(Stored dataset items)
□ □ □

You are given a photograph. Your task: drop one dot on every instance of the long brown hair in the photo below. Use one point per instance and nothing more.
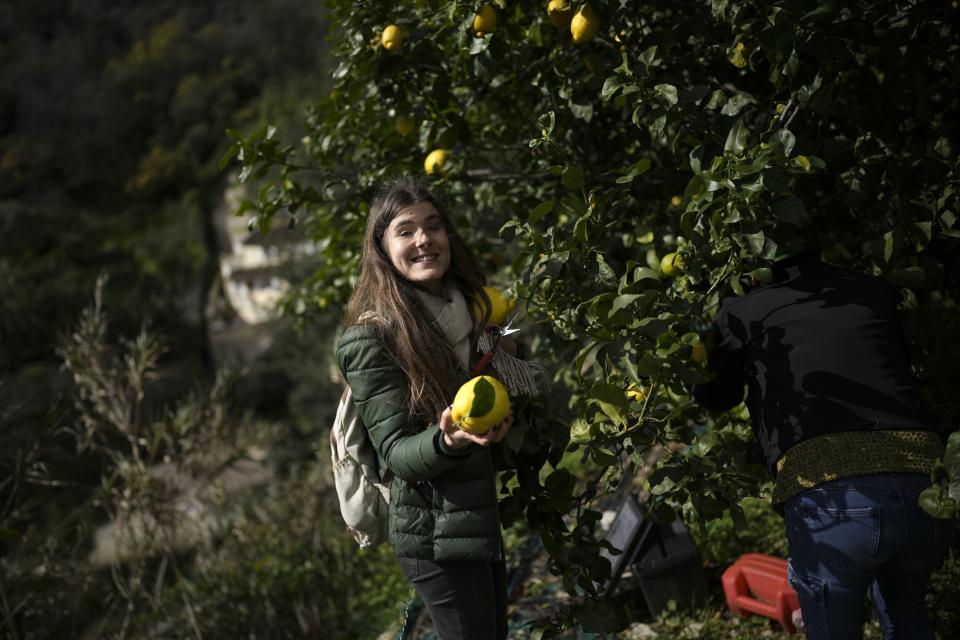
(387, 300)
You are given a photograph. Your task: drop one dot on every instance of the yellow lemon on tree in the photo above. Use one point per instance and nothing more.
(435, 161)
(584, 25)
(738, 57)
(671, 264)
(500, 306)
(485, 21)
(404, 125)
(480, 404)
(560, 13)
(699, 353)
(392, 38)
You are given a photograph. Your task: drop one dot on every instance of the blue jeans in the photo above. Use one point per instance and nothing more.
(848, 535)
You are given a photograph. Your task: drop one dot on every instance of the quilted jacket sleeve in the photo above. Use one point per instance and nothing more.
(381, 391)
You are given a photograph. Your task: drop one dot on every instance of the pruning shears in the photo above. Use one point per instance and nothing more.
(497, 333)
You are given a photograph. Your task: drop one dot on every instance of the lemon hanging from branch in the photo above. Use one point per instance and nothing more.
(435, 161)
(485, 21)
(584, 25)
(392, 38)
(500, 306)
(560, 13)
(672, 264)
(481, 403)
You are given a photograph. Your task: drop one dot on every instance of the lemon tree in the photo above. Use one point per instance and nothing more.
(581, 153)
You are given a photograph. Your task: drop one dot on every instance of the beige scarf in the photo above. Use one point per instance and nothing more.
(452, 316)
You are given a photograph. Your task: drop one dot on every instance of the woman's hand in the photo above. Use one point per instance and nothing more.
(456, 438)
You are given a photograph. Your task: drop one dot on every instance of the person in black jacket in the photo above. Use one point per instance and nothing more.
(837, 415)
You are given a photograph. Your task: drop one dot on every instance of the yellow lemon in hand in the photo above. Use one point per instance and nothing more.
(671, 264)
(480, 404)
(584, 25)
(485, 21)
(392, 38)
(560, 13)
(435, 161)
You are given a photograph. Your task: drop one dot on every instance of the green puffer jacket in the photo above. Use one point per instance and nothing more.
(443, 503)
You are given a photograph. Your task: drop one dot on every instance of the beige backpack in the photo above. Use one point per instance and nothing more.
(364, 496)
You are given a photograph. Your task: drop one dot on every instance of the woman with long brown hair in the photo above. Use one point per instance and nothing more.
(408, 344)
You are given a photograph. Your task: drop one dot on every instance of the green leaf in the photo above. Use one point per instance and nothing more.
(612, 401)
(610, 87)
(623, 301)
(572, 177)
(541, 210)
(649, 56)
(484, 398)
(735, 104)
(786, 140)
(582, 111)
(668, 92)
(737, 138)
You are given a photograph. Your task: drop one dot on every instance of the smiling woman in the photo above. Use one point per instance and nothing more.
(418, 246)
(408, 343)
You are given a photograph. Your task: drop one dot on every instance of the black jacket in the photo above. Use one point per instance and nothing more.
(821, 350)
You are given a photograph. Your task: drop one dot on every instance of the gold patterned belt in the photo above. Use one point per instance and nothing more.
(853, 453)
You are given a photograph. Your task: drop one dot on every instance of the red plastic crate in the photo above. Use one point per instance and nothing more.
(757, 583)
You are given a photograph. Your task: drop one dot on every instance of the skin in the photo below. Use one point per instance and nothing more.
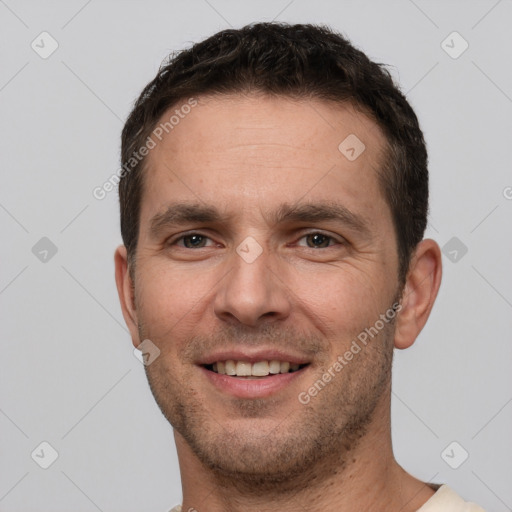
(247, 156)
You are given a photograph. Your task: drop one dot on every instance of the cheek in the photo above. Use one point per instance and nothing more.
(341, 300)
(169, 300)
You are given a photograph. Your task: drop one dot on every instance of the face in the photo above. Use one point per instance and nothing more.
(263, 253)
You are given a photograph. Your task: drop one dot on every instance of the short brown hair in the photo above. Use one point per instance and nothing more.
(301, 61)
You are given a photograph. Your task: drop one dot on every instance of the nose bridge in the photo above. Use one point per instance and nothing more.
(251, 290)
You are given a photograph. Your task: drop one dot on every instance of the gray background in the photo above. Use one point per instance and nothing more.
(68, 373)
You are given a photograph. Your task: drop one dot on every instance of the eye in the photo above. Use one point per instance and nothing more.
(318, 240)
(191, 241)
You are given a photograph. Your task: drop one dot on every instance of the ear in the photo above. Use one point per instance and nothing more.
(125, 291)
(420, 292)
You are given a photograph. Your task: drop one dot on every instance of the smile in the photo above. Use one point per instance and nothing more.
(257, 369)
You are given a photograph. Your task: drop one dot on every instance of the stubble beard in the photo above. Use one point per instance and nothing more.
(310, 443)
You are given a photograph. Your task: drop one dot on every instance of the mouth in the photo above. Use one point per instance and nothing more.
(260, 374)
(255, 370)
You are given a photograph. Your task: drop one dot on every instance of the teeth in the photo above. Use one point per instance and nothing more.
(230, 367)
(274, 367)
(243, 369)
(258, 369)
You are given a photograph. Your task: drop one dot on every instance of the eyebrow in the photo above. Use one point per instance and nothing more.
(189, 213)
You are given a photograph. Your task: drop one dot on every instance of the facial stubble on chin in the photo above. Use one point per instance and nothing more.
(259, 457)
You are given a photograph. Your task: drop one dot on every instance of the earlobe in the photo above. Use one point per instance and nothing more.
(420, 292)
(125, 291)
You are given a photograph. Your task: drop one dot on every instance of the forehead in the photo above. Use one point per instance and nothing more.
(243, 151)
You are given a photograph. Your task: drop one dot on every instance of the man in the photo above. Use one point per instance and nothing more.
(274, 198)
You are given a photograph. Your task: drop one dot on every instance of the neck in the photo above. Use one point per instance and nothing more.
(367, 478)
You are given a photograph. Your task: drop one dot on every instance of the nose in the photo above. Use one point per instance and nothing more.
(252, 291)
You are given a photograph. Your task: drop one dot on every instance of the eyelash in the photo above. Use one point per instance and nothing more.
(305, 235)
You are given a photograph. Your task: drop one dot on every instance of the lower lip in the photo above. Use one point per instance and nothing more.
(260, 387)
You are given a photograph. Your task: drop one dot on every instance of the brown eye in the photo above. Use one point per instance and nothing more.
(193, 241)
(318, 240)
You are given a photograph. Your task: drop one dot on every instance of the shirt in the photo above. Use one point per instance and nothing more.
(444, 500)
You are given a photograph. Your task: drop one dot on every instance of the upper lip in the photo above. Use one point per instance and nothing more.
(253, 356)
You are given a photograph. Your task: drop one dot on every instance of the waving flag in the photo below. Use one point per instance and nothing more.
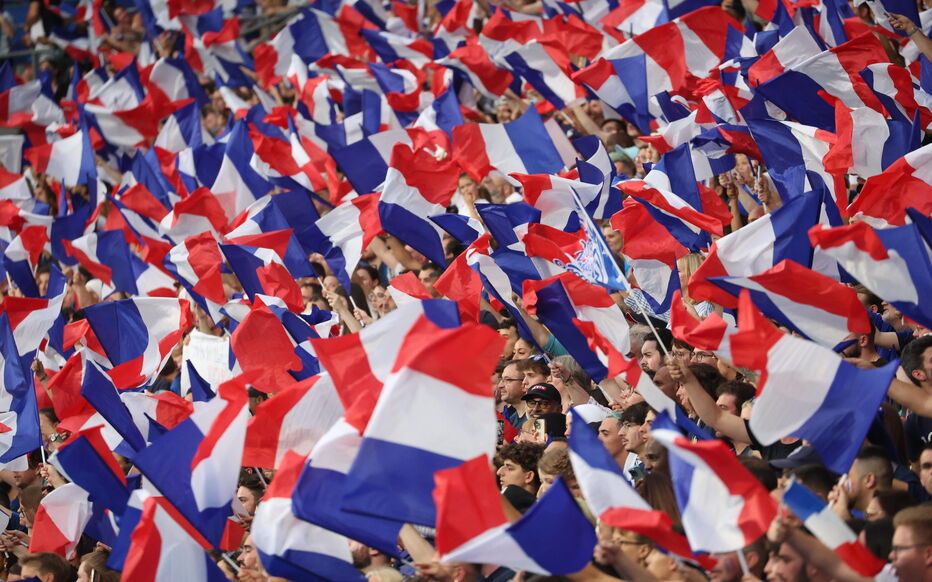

□ □ □

The response must consist of the entries above exactly as they stand, minus any pictures.

• Answer below
You are given a photograph. Your task: drop one dot on every instance of the long brown hair in the photo below. Use one point per instance and nothing more.
(387, 300)
You are given a photograph. Your task: drop one dot on every instance of the yellow lemon on tree in the photo above. Use one point per instance and nothing more.
(435, 161)
(584, 25)
(738, 57)
(671, 264)
(500, 306)
(485, 21)
(404, 125)
(480, 404)
(560, 13)
(699, 353)
(392, 38)
You are given a photograph. Your task: drop one dot on every instance of the blue jeans in the photo above. Use one point per instance and nothing more.
(848, 535)
You are given a photograph. Your task: drop one dot on every instance of the quilted jacket sleeve in the photo above. Use one point per instance and nothing more.
(381, 391)
You are given a photograph. Your task: drop one dot on every instance of the pruning shears in the photo above. Use one point per instance and nothing more.
(497, 333)
You are given a photograph. Your task: drop one dot on every instance of the lemon hanging from branch in the photo above. Use one point per instance and nothing more.
(435, 161)
(485, 21)
(584, 25)
(392, 38)
(500, 306)
(560, 13)
(672, 264)
(481, 403)
You are given a photograph. Your task: drop one dot on every instance of the lemon tree in the photo above. Use one point per instance and nothing more.
(581, 153)
You are given a photograph. Your task: drop one dot on every instance of the beige scarf in the photo above. Use one point per instance and nothing more.
(452, 316)
You are given a photograph. Your task: drop one dot on every instance of the woman's hand in the photo above. Use one point per instance and nothing more.
(456, 438)
You are given a photograph. Your task: drop one dot on every instance of the person in black jacket in the photo above. Use one point per instance and nothing more.
(837, 415)
You are given a photograph. Your task: drop one dot on every instance of the yellow lemon in hand in the photo above. Use one point per instance and nothing more.
(671, 264)
(480, 404)
(584, 25)
(485, 21)
(392, 38)
(560, 13)
(435, 161)
You are given a photograph. Your task: drop one dot on every instance of the green puffer jacket in the photo above. Use one point per instance and nothing more.
(443, 503)
You are given a photograph. Your task: drop one dot on every instance of the beige backpack in the photo above. Use one point per instance and nothing more.
(364, 496)
You are given a photograph. Your task: drop one dot on every instance of the woman with long brown hair in the photo above. Use one point per instance and nothing more.
(408, 344)
You are given a photograph. Your task: drop one dot on every instance of the green leaf in the photo above. Use one point per instance and nothing more.
(612, 401)
(610, 87)
(623, 301)
(572, 177)
(541, 210)
(649, 56)
(484, 398)
(735, 104)
(786, 140)
(582, 111)
(668, 92)
(737, 138)
You are given a photograph. Your task: drop one dot on every instance of the smiling woman in the photo above. Use one point per instance and nothing more.
(418, 246)
(408, 343)
You are given a photograph. Your task: drop one dot on every instance of the black jacket in the photo above. Use one point per instance and nothing more.
(821, 350)
You are given a photograph. Your task: drop one dot on every instance of the gold patterned belt in the photo above. Use one point per instance and nothing more.
(853, 453)
You are given a photograph. Your task: drop one dot on every instance of the red plastic crate in the photo above. Use one point per instance and nothing more.
(757, 583)
You are given a photograph. Your task: drop one dot on every instance of the skin in the photo below. Use one point per instance and nothing more.
(247, 156)
You are given a photograph. Your task: drop one dot on every instance of the cheek in the photo above. Use one point per instance and nothing more.
(341, 300)
(169, 300)
You are given a photograph. Your task: drop one dot on every instance of the face in the photo above. Use one point per instance and nothing more.
(263, 253)
You are given a photograph. Your task: drop one dot on every instance of the short brown hair in the photo above. Use one point per instance and nothing more.
(301, 61)
You are given a photograph. Your task: drop one dot on every instance of the nose bridge in the photo above. Use one point per instance and nothing more.
(251, 290)
You are given a photograph. Your task: drop one dot on every instance of the gray background in the photo above. Use one point per instance and nothing more.
(68, 373)
You are given a photograph. Your task: drop one dot on every instance of the eye in the photo above. Use one point per instance and nothing more.
(318, 240)
(191, 241)
You are given a photograph. Your task: drop one dot on every instance of the ear in the photo above. Use one point per instance and nothing more.
(125, 291)
(420, 292)
You are given a photograph. Your task: drop one dot on every instance of the smile in the photo above. Use one point per instance and nothing more.
(257, 369)
You are given a photograph. Your task: drop one dot on every instance of the stubble beard in the photo above. Use one point per instance and nothing more.
(310, 443)
You are given a photograph. Your task: drop one dot on every instance of the mouth in the photo above. Use one point per instance and nothing more.
(260, 374)
(255, 370)
You are given a photograph. Your task: drop one dot on every instance of the teeth in the photo above. Use one point per instance and nothing more.
(230, 367)
(274, 367)
(243, 369)
(258, 369)
You are given a photograph. Your task: drop one dot on every instance of the eyebrow in the photo above. Use one point per instance and nothing more.
(189, 213)
You are given a photograph. Your task: drop one dot on every instance of the facial stubble on chin in the photo above. Use one point per instance and nothing more.
(259, 457)
You are given a photograph. Your task: drop one dot on every instance of the earlobe in the photo above. Use one point per instance and nothing more.
(420, 292)
(125, 291)
You are given a photograph. Your task: drop one dot on every instance of the forehead in the photo above. Use one point per instance and nothing more.
(243, 151)
You are given a photograph. Your task: drop one dot on every instance of the man in the photo above. Use one point per instance and nothing more.
(274, 198)
You are given a photograph. Your task: drop one dot on every instance of the neck in the photo above. Use one point per instance and nothing more.
(367, 478)
You are given a photograph. Your task: drop one dot on every instance of the nose in the photo above. Use one point per instance and nothing more.
(252, 291)
You are given a photograph. Your task: drop one dot on every instance of the eyelash in the photo above. Use one point per instance and nothing more.
(305, 235)
You are given a photograph. Your task: drop one dot on every instance of the lower lip in the photo above. Use one point per instance and nothing more.
(260, 387)
You are given a photograph. Your task: drop one dot on every instance of the brown eye in the photo above. Use one point per instance and nothing more.
(193, 241)
(318, 240)
You are given a photograph. Your task: drop one dot on every instance of the shirt in the photo above. Use one point per instance and nothing more.
(444, 500)
You are given a photograph. Your task: drop one dot on every instance of the upper lip in the photo above. Use one point per instance and nothing more.
(253, 356)
You are given a photograph. Your task: drop one dot on every instance of the waving flag in the photo below. Use one point per instance and nothing more.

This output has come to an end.